» **Document segment**:
>>>>>

Signed-off-by: Kevin Brodsky <kevin.brodsky@arm.com>
---
include/linux/slab.h | 21 ++++++++++++++++
mm/slab.h | 7 +++++-
mm/slab_common.c | 2 +-
mm/slub.c | 58 +++++++++++++++++++++++++++++++++++++++++++-
4 files changed, 85 insertions(+), 3 deletions(-)
diff --git a/include/linux/slab.h b/include/linux/slab.h
index d5a8ab98035c..8cf8f655e794 100644
--- a/include/linux/slab.h
+++ b/include/linux/slab.h
@@ -59,6 +59,9 @@ enum _slab_flag_bits {
_SLAB_CMPXCHG_DOUBLE,
#ifdef CONFIG_SLAB_OBJ_EXT
_SLAB_NO_OBJ_EXT,
+#endif
+#ifdef CONFIG_ARCH_HAS_KPKEYS
+ _SLAB_SET_PKEY,
#endif
_SLAB_FLAGS_LAST_BIT
};
@@ -244,6 +247,12 @@ enum _slab_flag_bits {
#define SLAB_NO_OBJ_EXT __SLAB_FLAG_UNUSED
#endif
+#ifdef CONFIG_ARCH_HAS_KPKEYS
+#define SLAB_SET_PKEY __SLAB_FLAG_BIT(_SLAB_SET_PKEY)

<<<<<

Point-based annotation data:
>>>>>

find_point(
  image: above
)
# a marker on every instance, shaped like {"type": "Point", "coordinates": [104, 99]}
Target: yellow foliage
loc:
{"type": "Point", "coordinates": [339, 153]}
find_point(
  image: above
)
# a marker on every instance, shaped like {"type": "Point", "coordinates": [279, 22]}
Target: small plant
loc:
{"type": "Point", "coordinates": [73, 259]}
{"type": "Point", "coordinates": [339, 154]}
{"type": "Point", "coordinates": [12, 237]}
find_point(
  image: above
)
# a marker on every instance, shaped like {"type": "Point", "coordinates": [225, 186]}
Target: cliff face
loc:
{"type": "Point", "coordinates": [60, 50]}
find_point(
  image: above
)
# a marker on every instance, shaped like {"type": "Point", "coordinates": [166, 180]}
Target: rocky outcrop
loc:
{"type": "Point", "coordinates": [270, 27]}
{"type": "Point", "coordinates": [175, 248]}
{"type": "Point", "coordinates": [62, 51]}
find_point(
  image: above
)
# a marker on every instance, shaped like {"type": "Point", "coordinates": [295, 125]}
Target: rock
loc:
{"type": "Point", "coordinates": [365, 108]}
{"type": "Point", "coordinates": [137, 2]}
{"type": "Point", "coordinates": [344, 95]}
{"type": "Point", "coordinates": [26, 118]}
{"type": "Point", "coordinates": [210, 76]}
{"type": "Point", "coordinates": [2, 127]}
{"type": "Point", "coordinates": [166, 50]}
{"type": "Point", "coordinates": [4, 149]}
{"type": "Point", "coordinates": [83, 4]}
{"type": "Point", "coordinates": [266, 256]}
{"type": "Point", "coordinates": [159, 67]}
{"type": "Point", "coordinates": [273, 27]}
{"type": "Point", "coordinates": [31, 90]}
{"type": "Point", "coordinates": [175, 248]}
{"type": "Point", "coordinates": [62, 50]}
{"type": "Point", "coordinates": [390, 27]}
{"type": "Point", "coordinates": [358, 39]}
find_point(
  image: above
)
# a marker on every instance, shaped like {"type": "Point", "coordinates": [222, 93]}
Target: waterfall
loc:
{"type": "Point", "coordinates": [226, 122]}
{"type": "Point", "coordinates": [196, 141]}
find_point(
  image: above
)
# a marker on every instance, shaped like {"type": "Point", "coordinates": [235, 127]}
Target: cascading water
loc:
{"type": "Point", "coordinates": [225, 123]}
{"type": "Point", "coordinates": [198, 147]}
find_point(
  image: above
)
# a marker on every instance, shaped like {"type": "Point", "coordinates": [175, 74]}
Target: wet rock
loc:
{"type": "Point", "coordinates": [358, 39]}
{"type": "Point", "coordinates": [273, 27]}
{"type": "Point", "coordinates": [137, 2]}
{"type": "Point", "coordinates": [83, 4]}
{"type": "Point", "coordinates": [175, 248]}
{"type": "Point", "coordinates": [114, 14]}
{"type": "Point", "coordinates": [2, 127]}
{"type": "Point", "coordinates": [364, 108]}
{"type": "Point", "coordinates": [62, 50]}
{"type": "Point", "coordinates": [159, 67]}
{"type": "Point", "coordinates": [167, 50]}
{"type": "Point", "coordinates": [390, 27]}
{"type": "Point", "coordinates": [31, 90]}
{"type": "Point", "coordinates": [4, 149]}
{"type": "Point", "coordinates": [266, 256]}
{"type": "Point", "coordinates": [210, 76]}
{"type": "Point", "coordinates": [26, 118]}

<<<<<

» **Stated goal 1**:
Using the kernel patch excerpt, decide whether each statement agrees with it. Answer yes or no for each, and quote the exact words from the excerpt that decide it.
(a) The patch changes four files.
(b) mm/slab_common.c has more changed lines than any other file.
(c) The _SLAB_SET_PKEY entry is placed under CONFIG_ARCH_HAS_KPKEYS.
» **Stated goal 2**: Carry on writing the kernel patch excerpt from the point where it stops.

» **Answer 1**:
(a) Yes: "4 files changed, 85 insertions(+), 3 deletions(-)"
(b) No: "mm/slub.c | 58"
(c) Yes: "#ifdef CONFIG_ARCH_HAS_KPKEYS"

» **Answer 2**:
+#else
+#define SLAB_SET_PKEY __SLAB_FLAG_UNUSED
+#endif
+
/*
* ZERO_SIZE_PTR will be returned for zero sized kmalloc requests.
*
@@ -335,6 +344,18 @@ struct kmem_cache_args {
* %NULL means no constructor.
*/
void (*ctor)(void *);
+ /**
+ * @pkey: The pkey to map the allocated pages with.
+ *
+ * If the SLAB flags include SLAB_SET_PKEY, and if kernel pkeys are
+ * supported, objects are allocated in pages mapped with the protection
+ * key specified by @pkey. Otherwise, this field is ignored.
+ *
+ * Note that if @pkey is a non-default pkey, some overhead is incurred
+ * when internal slab functions switch the pkey register to write to the
+ * slab (e.g. setting a free pointer).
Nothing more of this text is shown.